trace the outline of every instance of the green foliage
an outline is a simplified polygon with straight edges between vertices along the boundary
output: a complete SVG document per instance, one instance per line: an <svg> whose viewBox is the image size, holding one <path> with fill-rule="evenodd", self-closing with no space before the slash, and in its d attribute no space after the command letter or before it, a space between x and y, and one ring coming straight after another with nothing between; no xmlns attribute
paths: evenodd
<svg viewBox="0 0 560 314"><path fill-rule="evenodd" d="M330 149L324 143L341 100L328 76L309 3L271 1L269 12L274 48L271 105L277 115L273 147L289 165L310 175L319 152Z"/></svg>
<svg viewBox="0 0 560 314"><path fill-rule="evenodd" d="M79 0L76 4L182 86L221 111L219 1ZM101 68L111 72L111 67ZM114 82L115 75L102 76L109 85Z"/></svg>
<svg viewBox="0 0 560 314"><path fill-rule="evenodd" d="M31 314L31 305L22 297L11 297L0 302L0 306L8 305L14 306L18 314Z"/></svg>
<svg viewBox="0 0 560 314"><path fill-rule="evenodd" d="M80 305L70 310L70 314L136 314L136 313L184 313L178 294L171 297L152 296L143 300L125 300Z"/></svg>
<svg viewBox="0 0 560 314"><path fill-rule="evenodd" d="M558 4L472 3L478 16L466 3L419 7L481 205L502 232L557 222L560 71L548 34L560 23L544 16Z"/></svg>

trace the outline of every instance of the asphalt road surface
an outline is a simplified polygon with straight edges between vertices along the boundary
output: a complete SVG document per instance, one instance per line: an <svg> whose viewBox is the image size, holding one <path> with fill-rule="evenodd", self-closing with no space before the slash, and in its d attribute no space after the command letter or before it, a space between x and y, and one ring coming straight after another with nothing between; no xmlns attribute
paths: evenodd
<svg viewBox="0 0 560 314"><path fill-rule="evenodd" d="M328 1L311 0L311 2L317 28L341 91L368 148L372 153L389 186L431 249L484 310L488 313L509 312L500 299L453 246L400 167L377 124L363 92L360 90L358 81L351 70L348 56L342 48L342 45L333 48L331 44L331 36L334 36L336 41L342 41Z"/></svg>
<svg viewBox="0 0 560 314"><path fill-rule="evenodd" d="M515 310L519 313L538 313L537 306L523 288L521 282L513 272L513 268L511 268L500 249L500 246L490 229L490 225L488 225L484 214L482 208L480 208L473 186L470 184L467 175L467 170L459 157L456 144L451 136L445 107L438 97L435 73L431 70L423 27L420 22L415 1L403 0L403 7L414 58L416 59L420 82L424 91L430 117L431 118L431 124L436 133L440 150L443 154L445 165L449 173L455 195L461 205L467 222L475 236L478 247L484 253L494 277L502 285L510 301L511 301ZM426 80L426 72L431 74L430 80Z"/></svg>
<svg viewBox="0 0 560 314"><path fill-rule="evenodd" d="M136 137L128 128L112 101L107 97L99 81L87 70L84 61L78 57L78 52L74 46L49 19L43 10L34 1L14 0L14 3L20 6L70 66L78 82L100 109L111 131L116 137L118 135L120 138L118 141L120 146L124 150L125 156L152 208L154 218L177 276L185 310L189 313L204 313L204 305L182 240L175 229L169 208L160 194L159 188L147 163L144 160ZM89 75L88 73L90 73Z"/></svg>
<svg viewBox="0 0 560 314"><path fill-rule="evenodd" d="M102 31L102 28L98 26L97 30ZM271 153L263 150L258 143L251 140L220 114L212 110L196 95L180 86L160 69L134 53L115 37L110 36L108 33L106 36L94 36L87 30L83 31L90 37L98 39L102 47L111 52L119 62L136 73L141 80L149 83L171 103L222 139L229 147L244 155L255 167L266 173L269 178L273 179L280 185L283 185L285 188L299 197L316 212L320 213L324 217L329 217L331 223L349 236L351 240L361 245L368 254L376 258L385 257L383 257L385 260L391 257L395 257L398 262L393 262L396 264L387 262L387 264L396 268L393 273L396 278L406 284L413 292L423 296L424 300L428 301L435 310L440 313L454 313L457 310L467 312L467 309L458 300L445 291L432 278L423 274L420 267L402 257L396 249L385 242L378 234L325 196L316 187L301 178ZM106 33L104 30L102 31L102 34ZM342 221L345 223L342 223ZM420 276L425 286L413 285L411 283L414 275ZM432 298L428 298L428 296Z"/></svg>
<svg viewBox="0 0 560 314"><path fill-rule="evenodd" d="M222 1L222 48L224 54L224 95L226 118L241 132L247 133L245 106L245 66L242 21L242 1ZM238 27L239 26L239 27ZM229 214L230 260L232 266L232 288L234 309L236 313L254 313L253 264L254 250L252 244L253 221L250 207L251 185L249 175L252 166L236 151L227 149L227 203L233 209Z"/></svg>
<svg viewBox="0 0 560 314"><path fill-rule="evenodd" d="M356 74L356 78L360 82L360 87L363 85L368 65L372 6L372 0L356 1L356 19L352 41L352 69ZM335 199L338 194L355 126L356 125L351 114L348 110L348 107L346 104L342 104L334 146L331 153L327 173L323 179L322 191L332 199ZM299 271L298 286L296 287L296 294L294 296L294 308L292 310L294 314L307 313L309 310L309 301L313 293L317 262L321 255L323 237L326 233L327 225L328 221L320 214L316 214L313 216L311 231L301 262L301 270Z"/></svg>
━━━━━━━━━━━━━━━━
**TASK DESCRIPTION**. Copy all of the entries above line for line, with every character unchanged.

**REPLY TO THE EXERCISE**.
trace the outline of every instance of the green foliage
an outline is a simplified polygon with straight edges between vertices along the boundary
output: a complete SVG document per instance, one instance per line: an <svg> whose viewBox is the image size, holding one <path> with fill-rule="evenodd", self-closing with no space before the slash, and in its d attribute no space after the command letter or before it, a space between x and y, and one ring coming straight after another with nothing between; no xmlns attribute
paths: evenodd
<svg viewBox="0 0 560 314"><path fill-rule="evenodd" d="M330 149L324 143L341 100L328 76L309 3L271 1L269 12L274 48L271 105L277 115L273 147L289 165L310 175L319 152Z"/></svg>
<svg viewBox="0 0 560 314"><path fill-rule="evenodd" d="M79 0L76 4L182 86L221 111L219 1ZM101 68L111 72L111 67ZM114 82L115 75L102 76L109 85Z"/></svg>
<svg viewBox="0 0 560 314"><path fill-rule="evenodd" d="M31 314L31 305L22 297L11 297L0 302L0 306L8 305L14 306L18 314Z"/></svg>
<svg viewBox="0 0 560 314"><path fill-rule="evenodd" d="M80 305L70 310L70 314L136 314L136 313L184 313L178 294L171 297L152 296L143 300L125 300Z"/></svg>
<svg viewBox="0 0 560 314"><path fill-rule="evenodd" d="M558 4L472 3L478 16L466 3L419 7L481 205L502 232L557 222L560 71L548 34L560 23L544 16Z"/></svg>

trace the outline of every instance of the asphalt road surface
an outline is a simplified polygon with straight edges between vertices along the boundary
output: a complete SVG document per instance, one instance per line: an <svg> whose viewBox is the image size, holding one <path> with fill-rule="evenodd", self-closing with no space before the slash, and in its d attribute no space after the command letter or before it, a space between x and y, and one ring coming straight after another with nothing between; no xmlns attribute
paths: evenodd
<svg viewBox="0 0 560 314"><path fill-rule="evenodd" d="M328 1L311 0L311 2L317 28L341 91L368 148L372 153L389 186L431 249L484 310L488 313L509 312L500 299L453 246L400 167L377 124L363 92L360 90L358 81L351 70L348 56L342 48L342 45L333 48L331 44L331 36L334 36L336 41L342 41Z"/></svg>
<svg viewBox="0 0 560 314"><path fill-rule="evenodd" d="M515 310L519 313L538 313L537 306L523 288L521 282L513 272L513 268L511 268L500 249L500 246L490 229L490 225L488 225L484 214L482 208L480 208L473 186L470 184L467 175L467 170L459 157L456 144L451 136L445 107L438 97L435 73L431 70L423 27L420 22L415 1L403 0L403 7L414 58L416 59L420 82L424 91L430 117L431 118L431 124L436 133L440 150L443 154L445 165L449 173L455 195L461 205L467 222L475 236L478 247L484 253L494 277L502 285L510 301L511 301ZM426 80L426 72L431 74L430 80Z"/></svg>
<svg viewBox="0 0 560 314"><path fill-rule="evenodd" d="M136 137L128 128L112 101L107 97L99 81L87 70L84 61L78 57L78 52L74 46L49 19L43 10L34 1L14 0L14 3L20 6L70 66L78 82L100 109L111 131L116 137L118 135L120 138L118 141L120 146L124 150L125 156L152 208L154 218L177 276L185 310L189 313L204 313L204 305L182 240L175 229L169 208L160 194L159 188L147 163L144 160ZM89 75L88 73L90 73Z"/></svg>
<svg viewBox="0 0 560 314"><path fill-rule="evenodd" d="M102 31L102 28L98 26L97 30ZM271 153L263 150L258 143L251 140L220 114L212 110L196 95L180 86L160 69L134 53L115 37L110 36L108 33L106 36L94 36L87 30L83 31L90 37L98 39L102 47L111 52L119 62L136 73L141 80L149 83L171 103L222 139L229 147L244 155L255 167L266 173L269 178L273 179L280 185L283 185L285 188L299 197L316 212L320 213L324 217L329 217L331 223L349 236L351 240L361 245L368 254L376 258L385 257L383 257L385 260L391 257L395 257L398 262L393 262L396 264L387 262L387 264L396 268L393 273L396 278L406 284L413 292L423 296L424 300L428 301L435 310L440 313L454 313L457 310L467 312L467 309L458 300L445 291L432 278L423 274L420 267L402 257L396 249L385 242L378 234L325 196L316 187L301 178ZM106 33L104 30L102 31L102 34ZM342 221L345 223L342 223ZM420 276L425 286L413 285L411 283L414 275ZM432 298L428 298L428 296Z"/></svg>
<svg viewBox="0 0 560 314"><path fill-rule="evenodd" d="M222 1L222 48L224 54L224 95L226 118L241 132L247 133L245 106L245 66L242 21L242 1ZM238 27L239 26L239 27ZM229 214L230 260L232 266L232 288L234 309L236 313L254 313L253 264L254 250L252 244L253 221L250 207L251 185L249 175L252 166L236 151L227 149L227 203L233 209Z"/></svg>
<svg viewBox="0 0 560 314"><path fill-rule="evenodd" d="M356 74L356 78L360 82L360 87L363 85L368 65L372 6L372 0L356 1L356 19L352 41L352 69ZM335 199L338 194L355 126L356 125L351 114L348 110L348 107L346 104L342 104L334 146L331 153L327 173L323 179L322 191L332 199ZM299 271L298 286L296 287L296 294L294 296L294 308L292 310L294 314L307 313L309 310L309 301L313 293L317 262L321 255L323 237L326 233L327 225L328 221L320 214L316 214L313 216L311 231L301 262L301 270Z"/></svg>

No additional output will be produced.